### READING PASSAGE:
--------------------------------

Before starting my reply, I should modify the question. Actually we have no reason to
assume that the probability of old evidence is 1. It is possible that our memories are
incorrect, or we made systematic mistake in measuring, or there is even a possibility of
collective hallucination. By counting these possibilities in, the probability of old evidence E
will become, say, P(E)=0.995. By this modification, technically the "old evidence" problem
vanishes (Earman 1992, 121). However, as Earman argues, this is not so helpful in itself (ibid.). To the degree that the P(E) is very
high, E cannot give strong support to T (one can check the reason by putting the value into
(BT) and calculating. Even if one assumes P(E|T) = 1, the prior and posterior probabilities remain
almost the same). Now, the question is this; with a very high probability for E, how can we get a
strong support to T? This small modification is nevertheless a necessary part of my argument.
The reason becomes clear later.

My own answer is a revision of Garber's answer by way of introducing another factor. First of all, the
old evidence situation is not a single situation. At least we can distinguish four different
situations as set forth below. (Hereafter I discuss the situation in which theory T entails E, i. e.,
P(E|T)=1. This is for simplicity; the results can be easily expanded to more general cases, i.
e., P(E|T)<1.)

(1) we already knew that T entails E before the theory formation, and E seems to confirm T.

(2) we already knew that T entails E before the theory formation, and E does not seem to confirm T.

(3) we learned that T entails E after the theory formation, and E seems to confirm T.

(4) we learned that T entails E after the theory formation, and E does not seem to confirm T.

First, consider the difference between situations (1) and (2). In the case of the
general relativity theory, no other theory was available to explain the perihelion
phenomenon. Thus, even if Einstein had known that his theory entails that phenomenon, the
theory would have had an advantage relative to other theories. This is the situation envisaged in (1). On the other hand,
the general relativity theory explained not only the perihelion phenomenon but also classic
phenomena such that planetary orbits are almost
ellipse. These phenomena do not seem to
confirm the general relativity theory because the Newtonian physics can also explain them very
well. This is the situation in (2). Garber does not recognize situation (1). What is the difference between (1) and (2)? My
answer is the difference depends on the existence of other available theories.

--------------------------------

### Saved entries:
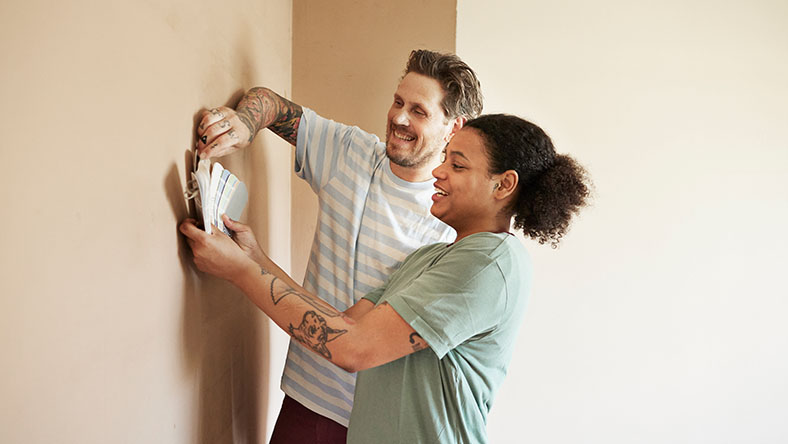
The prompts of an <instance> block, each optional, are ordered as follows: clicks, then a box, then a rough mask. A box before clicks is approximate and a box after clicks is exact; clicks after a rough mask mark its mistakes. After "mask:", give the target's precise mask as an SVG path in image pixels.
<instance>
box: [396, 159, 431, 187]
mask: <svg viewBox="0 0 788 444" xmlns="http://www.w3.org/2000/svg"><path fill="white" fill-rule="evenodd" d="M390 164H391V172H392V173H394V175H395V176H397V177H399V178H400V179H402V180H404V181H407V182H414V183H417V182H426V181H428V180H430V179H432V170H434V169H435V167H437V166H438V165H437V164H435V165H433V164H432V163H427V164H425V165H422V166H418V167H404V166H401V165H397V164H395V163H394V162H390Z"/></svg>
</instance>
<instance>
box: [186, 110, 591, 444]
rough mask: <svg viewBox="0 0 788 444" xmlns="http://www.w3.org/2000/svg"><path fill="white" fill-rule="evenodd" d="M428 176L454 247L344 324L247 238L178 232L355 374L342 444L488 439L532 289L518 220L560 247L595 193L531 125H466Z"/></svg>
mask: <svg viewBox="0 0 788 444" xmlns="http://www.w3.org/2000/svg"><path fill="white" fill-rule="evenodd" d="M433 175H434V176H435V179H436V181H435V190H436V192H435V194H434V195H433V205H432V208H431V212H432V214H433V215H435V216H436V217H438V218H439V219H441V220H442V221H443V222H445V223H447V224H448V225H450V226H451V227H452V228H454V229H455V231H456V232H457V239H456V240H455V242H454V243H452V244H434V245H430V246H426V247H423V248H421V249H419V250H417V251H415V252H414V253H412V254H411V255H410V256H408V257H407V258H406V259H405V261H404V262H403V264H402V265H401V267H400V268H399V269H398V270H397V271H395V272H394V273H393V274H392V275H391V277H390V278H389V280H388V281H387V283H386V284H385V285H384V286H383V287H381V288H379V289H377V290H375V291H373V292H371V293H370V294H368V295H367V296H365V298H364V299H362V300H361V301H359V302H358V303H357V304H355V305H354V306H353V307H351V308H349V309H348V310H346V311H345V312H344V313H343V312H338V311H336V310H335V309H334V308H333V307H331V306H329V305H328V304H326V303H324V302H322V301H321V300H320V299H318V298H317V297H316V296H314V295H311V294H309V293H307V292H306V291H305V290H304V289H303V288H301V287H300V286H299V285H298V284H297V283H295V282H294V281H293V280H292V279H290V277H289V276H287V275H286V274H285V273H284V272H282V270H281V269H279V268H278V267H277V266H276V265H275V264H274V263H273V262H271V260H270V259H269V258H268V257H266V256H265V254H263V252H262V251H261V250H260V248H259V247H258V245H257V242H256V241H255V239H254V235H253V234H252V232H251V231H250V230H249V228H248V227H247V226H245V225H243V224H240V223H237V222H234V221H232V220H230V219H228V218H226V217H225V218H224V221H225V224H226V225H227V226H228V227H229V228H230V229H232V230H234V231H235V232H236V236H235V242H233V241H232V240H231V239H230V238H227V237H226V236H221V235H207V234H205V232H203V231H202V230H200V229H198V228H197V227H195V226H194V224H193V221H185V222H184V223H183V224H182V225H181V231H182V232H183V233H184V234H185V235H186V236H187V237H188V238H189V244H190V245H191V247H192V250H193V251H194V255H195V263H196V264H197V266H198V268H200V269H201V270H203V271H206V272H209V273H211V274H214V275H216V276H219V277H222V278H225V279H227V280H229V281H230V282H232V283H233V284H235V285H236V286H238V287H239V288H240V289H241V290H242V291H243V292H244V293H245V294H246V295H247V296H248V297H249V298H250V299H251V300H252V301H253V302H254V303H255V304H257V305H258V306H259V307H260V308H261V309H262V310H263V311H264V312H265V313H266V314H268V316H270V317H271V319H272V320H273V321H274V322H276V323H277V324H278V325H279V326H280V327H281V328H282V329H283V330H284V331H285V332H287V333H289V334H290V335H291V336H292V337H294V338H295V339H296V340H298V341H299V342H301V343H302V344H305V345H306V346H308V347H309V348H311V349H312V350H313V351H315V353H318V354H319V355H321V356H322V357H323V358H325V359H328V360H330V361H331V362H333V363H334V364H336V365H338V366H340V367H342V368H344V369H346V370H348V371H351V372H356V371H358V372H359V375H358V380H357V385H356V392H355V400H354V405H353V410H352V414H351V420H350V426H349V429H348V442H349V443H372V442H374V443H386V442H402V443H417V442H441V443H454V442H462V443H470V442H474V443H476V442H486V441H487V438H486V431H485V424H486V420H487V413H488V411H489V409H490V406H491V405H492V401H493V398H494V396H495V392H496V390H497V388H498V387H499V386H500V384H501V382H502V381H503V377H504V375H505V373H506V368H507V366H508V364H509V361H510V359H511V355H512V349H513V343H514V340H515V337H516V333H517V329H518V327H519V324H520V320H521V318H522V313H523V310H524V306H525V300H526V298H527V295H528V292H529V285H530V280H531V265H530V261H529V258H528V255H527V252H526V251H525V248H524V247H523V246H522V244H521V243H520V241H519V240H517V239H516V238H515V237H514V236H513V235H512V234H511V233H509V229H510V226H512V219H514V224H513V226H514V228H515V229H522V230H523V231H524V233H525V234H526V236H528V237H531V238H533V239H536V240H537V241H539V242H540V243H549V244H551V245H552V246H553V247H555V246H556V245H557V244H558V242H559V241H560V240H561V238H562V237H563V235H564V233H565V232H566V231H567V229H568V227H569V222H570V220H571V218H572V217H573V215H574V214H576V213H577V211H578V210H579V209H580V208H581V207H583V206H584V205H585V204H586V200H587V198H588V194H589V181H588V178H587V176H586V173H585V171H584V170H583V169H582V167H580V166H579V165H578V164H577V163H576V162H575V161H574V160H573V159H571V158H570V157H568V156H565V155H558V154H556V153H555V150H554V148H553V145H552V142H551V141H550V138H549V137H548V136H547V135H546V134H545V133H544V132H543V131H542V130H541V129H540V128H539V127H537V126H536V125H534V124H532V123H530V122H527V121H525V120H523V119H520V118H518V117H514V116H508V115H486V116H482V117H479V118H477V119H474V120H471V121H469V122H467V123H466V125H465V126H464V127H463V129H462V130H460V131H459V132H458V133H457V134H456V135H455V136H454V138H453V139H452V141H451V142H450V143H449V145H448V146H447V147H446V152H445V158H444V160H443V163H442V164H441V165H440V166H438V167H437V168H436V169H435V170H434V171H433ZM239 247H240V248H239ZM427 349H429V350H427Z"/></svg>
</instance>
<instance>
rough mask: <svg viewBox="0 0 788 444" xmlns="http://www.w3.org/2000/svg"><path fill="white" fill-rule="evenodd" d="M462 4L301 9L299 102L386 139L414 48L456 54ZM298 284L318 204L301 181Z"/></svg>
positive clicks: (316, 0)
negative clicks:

--------------------------------

### USING THE INFORMATION:
- a) Find every line in the entries that contains the string "clicks", and copy each one. Case counts.
- b) Write the next part of the passage on the old evidence problem, picking up right after its final sentence.

### REPLIES:
- a)
The prompts of an <instance> block, each optional, are ordered as follows: clicks, then a box, then a rough mask. A box before clicks is approximate and a box after clicks is exact; clicks after a rough mask mark its mistakes. After "mask:", give the target's precise mask as an SVG path in image pixels.
positive clicks: (316, 0)
negative clicks:

- b)
This same difference exists between situations (3) and (4). We have already seen many examples of (3).
To know when (4) applies, suppose that there was a phenomenon which was well known but was
not explained when the general relativity theory was established; and suppose that later it was
found that it can be explained by Newtonian physics, and thus also explained by the general
relativity theory. This phenomenon will not confirm general relativity theory at all, for the same
reason as situation (2). This is the situation in (4).

Is there any difference between the confirmations in (1) and those in (3)? Yes. Generally speaking, when we do not expect the entailment, the discovery of it
increases the authenticity of the theory remarkably. So the confirmatory power is stronger in (3) than in (1).

Can we deal with all these results in terms of Bayesianism? I think we can.

First, the difference between (1) and (3) is already explained by Garber. The difference
does not come from the evidence E itself, but rather from other evidence about the relation
between T and E. Among the objections I considered above, the last one (there are cases
where E seems to confirm T and, nevertheless, we already know the relation ) can be answered
if I can give (1) an independent support. I present the argument later. How about the logical
omniscience problem? Eells gives an answer to it (Eells 1990, 215-216). When we use subjective
probabilities, it is not our logical competency that we should change, but rather the
interpretation of the axioms of probability. Take the axiom "if A is a logical truth, then P(A)=
1". This should be interpreted as follows; "if I know A is a logical truth, then I should assign
P(A)=1". Here there is no need for logical omniscience. I think this answer is reasonable.
Secondly, when we compare (1) and (3) with (2) and (4), actually the "old evidence"
problem disappear. To explain this I would like to introduce a new concept, "relative confirmation". Usually
in Bayesianism we think that the evidence confirms the theory iff P(T|E)>P(T). This is not
necessarily the only path to confirmation; at least this is not a part of the "hard core" of
Bayesianism. My "relative confirmation" is defined as follows:

(RC) An evidence E relatively confirms a theory T iff P(T|E) is not less than P(T) and for any alternative theory Ti, P(Ti|E)<P(Ti).

Suppose we consider only three theories (T1, T2, T3); and suppose that T1 is relatively confirmed as
compared to T2 and T3. This means that the probability of T1 remains the same as before, and probabilities of T2 and T3 have decreased because of E. In this case, even if the degree of belief in T1 does not increase, we
will sense that it has increased. This can be put in another way: the proportion of the degree of
belief in T1 has increased relative to other theories. Bayesians can admit that this is a kind of
support. For we now have stronger reason than before to choose T1 instead of T2 or T3.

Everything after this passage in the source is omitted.